Aim:
Turn the lines running from the start of the rows through the line containing "230 41 L 230" into a Markdown table with the columns Line and Content, numbering each line and omitting any blank lines.

++++ Provided entries ++++

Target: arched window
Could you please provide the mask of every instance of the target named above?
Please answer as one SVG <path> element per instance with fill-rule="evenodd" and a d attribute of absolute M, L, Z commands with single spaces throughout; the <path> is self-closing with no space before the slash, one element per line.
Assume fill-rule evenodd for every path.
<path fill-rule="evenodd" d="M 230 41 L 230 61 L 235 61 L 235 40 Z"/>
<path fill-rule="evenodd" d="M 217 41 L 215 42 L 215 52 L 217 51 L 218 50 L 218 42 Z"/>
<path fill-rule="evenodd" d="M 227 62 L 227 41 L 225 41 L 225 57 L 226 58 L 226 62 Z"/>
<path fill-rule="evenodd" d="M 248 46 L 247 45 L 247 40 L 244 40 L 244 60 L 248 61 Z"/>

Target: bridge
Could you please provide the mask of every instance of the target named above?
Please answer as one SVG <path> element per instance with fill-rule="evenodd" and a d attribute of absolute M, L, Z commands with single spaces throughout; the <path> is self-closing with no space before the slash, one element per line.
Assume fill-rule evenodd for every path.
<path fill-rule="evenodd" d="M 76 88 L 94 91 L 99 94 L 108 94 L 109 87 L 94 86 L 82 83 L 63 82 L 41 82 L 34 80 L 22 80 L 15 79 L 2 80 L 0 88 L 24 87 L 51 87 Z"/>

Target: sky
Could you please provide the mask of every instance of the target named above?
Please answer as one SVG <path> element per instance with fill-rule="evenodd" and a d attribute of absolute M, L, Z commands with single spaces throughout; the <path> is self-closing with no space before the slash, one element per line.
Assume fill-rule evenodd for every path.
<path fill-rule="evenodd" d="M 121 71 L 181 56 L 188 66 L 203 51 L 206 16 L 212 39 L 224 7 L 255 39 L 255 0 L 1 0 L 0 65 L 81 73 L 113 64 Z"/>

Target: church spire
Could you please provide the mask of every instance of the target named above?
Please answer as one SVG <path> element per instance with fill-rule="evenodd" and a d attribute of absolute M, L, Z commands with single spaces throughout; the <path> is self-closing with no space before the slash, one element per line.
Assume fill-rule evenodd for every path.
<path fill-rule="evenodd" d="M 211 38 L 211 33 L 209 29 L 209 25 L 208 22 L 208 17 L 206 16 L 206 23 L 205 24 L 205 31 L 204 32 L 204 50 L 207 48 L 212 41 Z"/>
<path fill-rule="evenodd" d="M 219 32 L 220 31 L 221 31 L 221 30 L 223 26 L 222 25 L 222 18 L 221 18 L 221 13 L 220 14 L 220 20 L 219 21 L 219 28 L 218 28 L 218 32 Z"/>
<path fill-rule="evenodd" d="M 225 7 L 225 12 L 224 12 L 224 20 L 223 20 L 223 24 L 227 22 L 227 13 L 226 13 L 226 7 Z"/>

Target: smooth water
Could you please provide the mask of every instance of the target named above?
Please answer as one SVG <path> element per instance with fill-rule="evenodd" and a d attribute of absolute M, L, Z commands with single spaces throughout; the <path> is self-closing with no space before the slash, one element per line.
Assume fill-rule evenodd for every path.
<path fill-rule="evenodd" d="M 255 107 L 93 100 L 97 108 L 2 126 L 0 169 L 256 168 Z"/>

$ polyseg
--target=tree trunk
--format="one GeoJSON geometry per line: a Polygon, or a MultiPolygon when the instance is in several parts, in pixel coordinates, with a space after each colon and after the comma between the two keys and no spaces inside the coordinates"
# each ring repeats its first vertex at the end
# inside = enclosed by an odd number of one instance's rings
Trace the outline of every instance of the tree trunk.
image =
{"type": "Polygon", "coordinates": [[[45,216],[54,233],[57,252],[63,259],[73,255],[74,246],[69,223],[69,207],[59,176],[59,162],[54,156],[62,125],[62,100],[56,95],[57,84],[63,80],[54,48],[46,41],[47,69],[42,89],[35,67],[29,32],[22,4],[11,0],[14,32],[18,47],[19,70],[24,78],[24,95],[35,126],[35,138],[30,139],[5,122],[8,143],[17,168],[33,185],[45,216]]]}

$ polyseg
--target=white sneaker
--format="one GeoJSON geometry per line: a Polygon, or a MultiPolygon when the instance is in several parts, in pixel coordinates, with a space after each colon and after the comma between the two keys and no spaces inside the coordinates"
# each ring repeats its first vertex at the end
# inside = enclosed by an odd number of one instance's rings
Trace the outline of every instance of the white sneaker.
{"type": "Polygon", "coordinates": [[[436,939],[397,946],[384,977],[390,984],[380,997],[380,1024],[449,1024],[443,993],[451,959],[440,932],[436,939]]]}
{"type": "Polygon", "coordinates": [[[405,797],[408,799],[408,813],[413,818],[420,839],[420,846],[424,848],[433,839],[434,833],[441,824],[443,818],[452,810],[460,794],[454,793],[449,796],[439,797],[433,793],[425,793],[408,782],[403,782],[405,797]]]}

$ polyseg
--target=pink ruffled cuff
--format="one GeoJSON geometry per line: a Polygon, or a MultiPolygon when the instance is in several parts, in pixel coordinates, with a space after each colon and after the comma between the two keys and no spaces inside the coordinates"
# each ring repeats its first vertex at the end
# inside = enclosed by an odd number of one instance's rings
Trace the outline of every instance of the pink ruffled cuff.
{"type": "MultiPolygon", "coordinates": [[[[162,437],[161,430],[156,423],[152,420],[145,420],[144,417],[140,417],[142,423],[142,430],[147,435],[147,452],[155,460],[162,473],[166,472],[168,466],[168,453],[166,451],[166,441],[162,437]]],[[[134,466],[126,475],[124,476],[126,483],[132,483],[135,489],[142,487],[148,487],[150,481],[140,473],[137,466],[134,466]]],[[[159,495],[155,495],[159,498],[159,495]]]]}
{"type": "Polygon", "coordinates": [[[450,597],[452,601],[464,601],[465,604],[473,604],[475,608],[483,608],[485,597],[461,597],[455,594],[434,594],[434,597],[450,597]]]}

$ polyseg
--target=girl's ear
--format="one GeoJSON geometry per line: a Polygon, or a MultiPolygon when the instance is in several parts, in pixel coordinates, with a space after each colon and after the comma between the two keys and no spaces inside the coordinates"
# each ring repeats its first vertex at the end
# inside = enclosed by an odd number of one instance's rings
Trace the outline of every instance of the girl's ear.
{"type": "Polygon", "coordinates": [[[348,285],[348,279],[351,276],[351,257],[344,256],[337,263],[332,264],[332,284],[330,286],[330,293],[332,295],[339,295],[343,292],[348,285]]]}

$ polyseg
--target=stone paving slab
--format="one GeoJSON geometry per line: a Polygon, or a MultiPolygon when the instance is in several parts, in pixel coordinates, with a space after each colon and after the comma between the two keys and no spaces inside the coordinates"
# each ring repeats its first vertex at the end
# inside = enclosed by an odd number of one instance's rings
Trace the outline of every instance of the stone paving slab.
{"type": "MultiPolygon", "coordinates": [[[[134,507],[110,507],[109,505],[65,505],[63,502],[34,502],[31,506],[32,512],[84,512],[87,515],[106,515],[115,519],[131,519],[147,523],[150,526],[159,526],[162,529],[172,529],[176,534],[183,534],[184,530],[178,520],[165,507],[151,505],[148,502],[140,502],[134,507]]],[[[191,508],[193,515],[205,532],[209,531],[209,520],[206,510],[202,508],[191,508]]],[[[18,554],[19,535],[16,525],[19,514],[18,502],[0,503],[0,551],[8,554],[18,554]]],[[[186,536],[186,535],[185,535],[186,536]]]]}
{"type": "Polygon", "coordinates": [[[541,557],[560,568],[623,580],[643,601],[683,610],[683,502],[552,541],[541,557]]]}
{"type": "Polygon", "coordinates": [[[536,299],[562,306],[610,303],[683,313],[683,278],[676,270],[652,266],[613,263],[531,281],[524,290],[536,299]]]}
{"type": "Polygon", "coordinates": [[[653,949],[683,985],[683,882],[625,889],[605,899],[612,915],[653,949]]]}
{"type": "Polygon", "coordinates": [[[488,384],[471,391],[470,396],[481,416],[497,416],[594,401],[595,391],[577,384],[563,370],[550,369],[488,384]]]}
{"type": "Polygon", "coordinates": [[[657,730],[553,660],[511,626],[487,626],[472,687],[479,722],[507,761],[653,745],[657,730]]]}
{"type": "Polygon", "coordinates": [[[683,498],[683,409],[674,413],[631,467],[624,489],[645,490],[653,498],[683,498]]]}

++++

Expected output:
| Line | Content |
|---|---|
| 1 | Target: arched window |
| 2 | Could you please provide the mask of every instance of the target named above? |
| 3 | Please answer as one SVG <path> element per instance with fill-rule="evenodd" and a d attribute of absolute M, L, Z commands with single spaces throughout; the <path> is self-closing with no space before the slash, one element per line. |
| 4 | Assume fill-rule evenodd for every path. |
| 5 | <path fill-rule="evenodd" d="M 230 41 L 230 61 L 235 61 L 235 40 Z"/> |